Task directions -> Can you format every line of the rows below as a JSON list of strings, one string per line, with blank lines left out?

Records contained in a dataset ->
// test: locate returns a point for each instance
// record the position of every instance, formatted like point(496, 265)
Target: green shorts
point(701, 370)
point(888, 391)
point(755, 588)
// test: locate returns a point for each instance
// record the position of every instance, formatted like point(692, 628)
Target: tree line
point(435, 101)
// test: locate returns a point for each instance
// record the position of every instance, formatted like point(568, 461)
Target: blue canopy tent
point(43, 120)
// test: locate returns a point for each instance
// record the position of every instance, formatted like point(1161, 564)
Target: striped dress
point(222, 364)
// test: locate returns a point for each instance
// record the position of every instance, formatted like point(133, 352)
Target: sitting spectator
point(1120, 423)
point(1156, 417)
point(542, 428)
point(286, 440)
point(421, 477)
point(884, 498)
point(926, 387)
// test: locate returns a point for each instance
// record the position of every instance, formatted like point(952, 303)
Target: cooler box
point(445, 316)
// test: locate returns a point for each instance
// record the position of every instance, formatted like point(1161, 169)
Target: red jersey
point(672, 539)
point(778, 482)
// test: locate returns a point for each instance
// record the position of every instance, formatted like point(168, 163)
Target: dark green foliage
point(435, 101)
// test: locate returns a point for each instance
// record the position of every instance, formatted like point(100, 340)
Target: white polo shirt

Full output ->
[
  "// test: locate returns a point for each instance",
  "// record the position of every instance, formatted like point(496, 265)",
  "Target: green shorts",
  "point(701, 370)",
  "point(888, 391)",
  "point(755, 588)",
  "// test: locate returns a point for each instance",
  "// record the position of every instance, formatted like point(692, 628)",
  "Target: tree line",
  "point(435, 101)",
  "// test: locate returns a point for each instance",
  "// record the position of every instance, formatted like point(568, 461)",
  "Target: blue canopy tent",
  "point(43, 120)",
  "// test: locate returns a point for each instance",
  "// record the position of every instance, formatted like point(1161, 564)",
  "Target: striped dress",
  "point(222, 364)",
  "// test: locate returns a point for each instance",
  "// record the position of every instance, formatted like point(133, 352)",
  "Target: sitting spectator",
  "point(1120, 423)",
  "point(1156, 417)",
  "point(542, 428)",
  "point(286, 440)",
  "point(421, 477)",
  "point(884, 498)",
  "point(926, 387)",
  "// test: locate returns a point for each instance",
  "// record the position of every instance, formatted like point(952, 303)",
  "Target: cooler box",
  "point(445, 316)",
  "// test: locate returns a point for each instance",
  "// record the position of every instance, formatted like point(1161, 169)",
  "Target: red jersey",
  "point(672, 539)",
  "point(778, 482)",
  "// test: locate returns a point for each instance",
  "// record the position of every instance, formatted like point(168, 163)",
  "Target: dark green foliage",
  "point(435, 101)",
  "// test: locate returns a point for each instance",
  "// record the position of every instance, formatted like point(100, 340)",
  "Target: white polo shirt"
]